Give the data below again exactly, and drop each picture from it.

[Saved entries]

◆ ◆ ◆ ◆

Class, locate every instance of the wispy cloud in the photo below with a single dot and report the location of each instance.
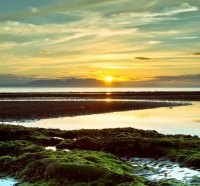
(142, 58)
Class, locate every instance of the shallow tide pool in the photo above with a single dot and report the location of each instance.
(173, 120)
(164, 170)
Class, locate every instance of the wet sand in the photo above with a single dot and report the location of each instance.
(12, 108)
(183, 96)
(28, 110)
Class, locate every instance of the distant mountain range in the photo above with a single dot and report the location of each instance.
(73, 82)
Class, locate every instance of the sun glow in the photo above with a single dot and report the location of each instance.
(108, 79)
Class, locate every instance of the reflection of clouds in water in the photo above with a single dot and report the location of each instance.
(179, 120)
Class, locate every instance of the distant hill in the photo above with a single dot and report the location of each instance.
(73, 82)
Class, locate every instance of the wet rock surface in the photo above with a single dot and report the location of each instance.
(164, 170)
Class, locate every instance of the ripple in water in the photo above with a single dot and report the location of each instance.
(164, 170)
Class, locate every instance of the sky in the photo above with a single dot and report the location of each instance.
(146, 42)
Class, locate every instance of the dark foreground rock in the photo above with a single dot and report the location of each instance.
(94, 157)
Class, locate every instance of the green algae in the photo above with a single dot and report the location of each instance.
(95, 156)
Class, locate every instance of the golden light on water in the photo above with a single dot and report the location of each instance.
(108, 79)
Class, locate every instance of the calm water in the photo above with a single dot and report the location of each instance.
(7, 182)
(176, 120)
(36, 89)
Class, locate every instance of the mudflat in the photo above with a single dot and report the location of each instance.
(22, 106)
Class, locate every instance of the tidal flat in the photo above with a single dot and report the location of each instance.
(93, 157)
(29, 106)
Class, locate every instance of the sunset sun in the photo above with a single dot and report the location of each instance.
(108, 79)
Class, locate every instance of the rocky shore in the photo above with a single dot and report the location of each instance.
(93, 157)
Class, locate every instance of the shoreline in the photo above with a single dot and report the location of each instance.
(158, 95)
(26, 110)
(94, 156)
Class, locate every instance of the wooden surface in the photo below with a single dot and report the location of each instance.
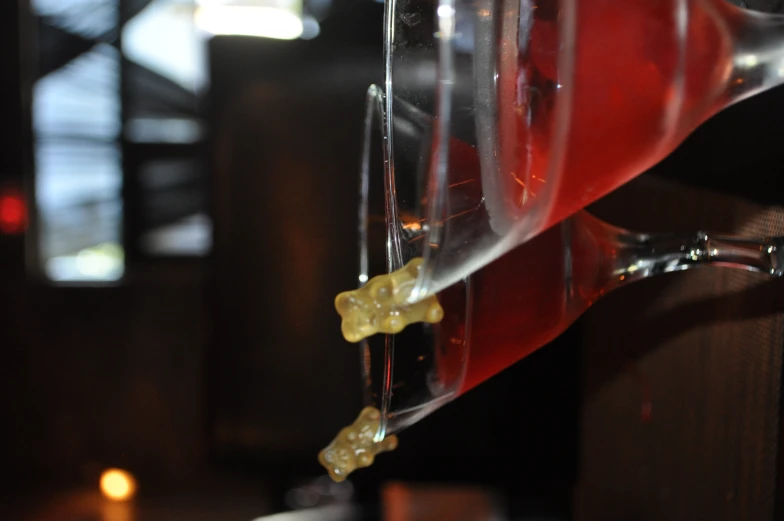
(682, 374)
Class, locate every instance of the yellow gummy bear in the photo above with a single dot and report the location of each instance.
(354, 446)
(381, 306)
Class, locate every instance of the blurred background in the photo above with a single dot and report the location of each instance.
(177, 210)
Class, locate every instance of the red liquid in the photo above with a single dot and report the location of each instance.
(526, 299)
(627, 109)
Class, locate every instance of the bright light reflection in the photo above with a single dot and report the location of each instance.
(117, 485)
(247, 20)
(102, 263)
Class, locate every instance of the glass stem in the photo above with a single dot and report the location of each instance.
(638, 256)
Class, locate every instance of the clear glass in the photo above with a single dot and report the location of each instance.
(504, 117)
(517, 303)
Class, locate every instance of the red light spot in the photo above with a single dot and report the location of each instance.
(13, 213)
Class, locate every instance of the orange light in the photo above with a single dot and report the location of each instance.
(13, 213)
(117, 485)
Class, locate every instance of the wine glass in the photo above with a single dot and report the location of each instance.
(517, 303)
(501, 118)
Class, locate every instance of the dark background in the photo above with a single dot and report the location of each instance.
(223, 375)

◆ ◆ ◆ ◆

* Task solution
Class, locate every instance of the wispy cloud in the photo below with a single dot and report the location of each instance.
(142, 58)
Class, locate every instance of the shallow tide pool in the photo above with a single dot and report the location of each instance.
(173, 120)
(164, 170)
Class, locate every instance of the wet sand in the photo above with a single dot and report the location of each instance.
(12, 108)
(183, 96)
(28, 110)
Class, locate every instance of the distant mountain range in the photo above with a single dot and report the location of each instance.
(73, 82)
Class, locate every instance of the sun glow in the photo above with a single dot and report the location of each instance.
(108, 79)
Class, locate every instance of the reflection of clouds in water in the photo above with a single dot and report the location of each instance.
(179, 120)
Class, locate every instance of the distant hill in the photo above with a single dot and report the location of each instance.
(73, 82)
Class, locate every instance of the wet rock surface in the photo above with a single dot and report the location of each instance.
(164, 170)
Class, locate every instance of the ripple in water in the photo above with a single dot and report the location of each instance.
(164, 170)
Class, locate every instance of the sky in the photo above with a single dot and report the location of each instance.
(146, 42)
Class, locate every instance of the dark foreground rock in the photo above with a single dot and report the location of each instance.
(94, 157)
Class, locate every instance of the green algae in the photo above with a single dot and report the location of each instance.
(95, 156)
Class, locate every instance of the golden light on water in the photo above with a single dot and report the location of each instance.
(108, 79)
Class, locate every instance of the calm water in the photo above with a single dot and report the location of each instance.
(7, 182)
(176, 120)
(36, 89)
Class, locate every instance of the mudflat in the photo above with a single dot and report the location of each instance.
(22, 106)
Class, locate every instance of the tidal flat in the photo above with a single dot and report the location of each instance.
(93, 157)
(29, 106)
Class, locate every instance of the sunset sun in the photo above with a single dot and report the location of each instance.
(108, 79)
Class, locate every instance of the rocky shore in the photo above with a single dot and report the location of each instance.
(93, 157)
Class, locate every instance of the shoreline in the photo above with a single dot and report the location of each instance.
(158, 95)
(26, 110)
(94, 156)
Class, locate every instance of the wooden surface in the photo below with a single dot and report the location of each instance.
(682, 374)
Class, locate every instance of the yellow gummy bear in the photo above with a single dot and report the location of each instance.
(354, 446)
(381, 306)
Class, locate every instance of the blurred background in the photo above with a single dot and report the location of each instance.
(177, 210)
Class, locate every instance of the red liquid in the photo above with a single dot and report the location of each instance.
(526, 299)
(627, 109)
Class, locate every instance of the bright light reflection in the photo above with a single dot and report the location of each instance.
(117, 485)
(247, 20)
(102, 263)
Class, locate every instance of the glass stem in the photo above with a single dot and report the location of each instance.
(638, 256)
Class, locate every instance of the clear glass in the photo above with a single dot and report the location of each instance.
(504, 117)
(517, 303)
Class, locate every instance of the red light spot in the photo above with a single dot and report the location of each instance.
(13, 213)
Class, locate every instance of the orange light in the photo above with a single dot and report the location of each instance.
(13, 213)
(117, 485)
Class, locate every instance of the wine glass in the photo above with a single dot and report the location of each instance.
(517, 303)
(501, 118)
Class, locate every instance of the dark background in the photo above with a single dot and report the location of each instance.
(223, 375)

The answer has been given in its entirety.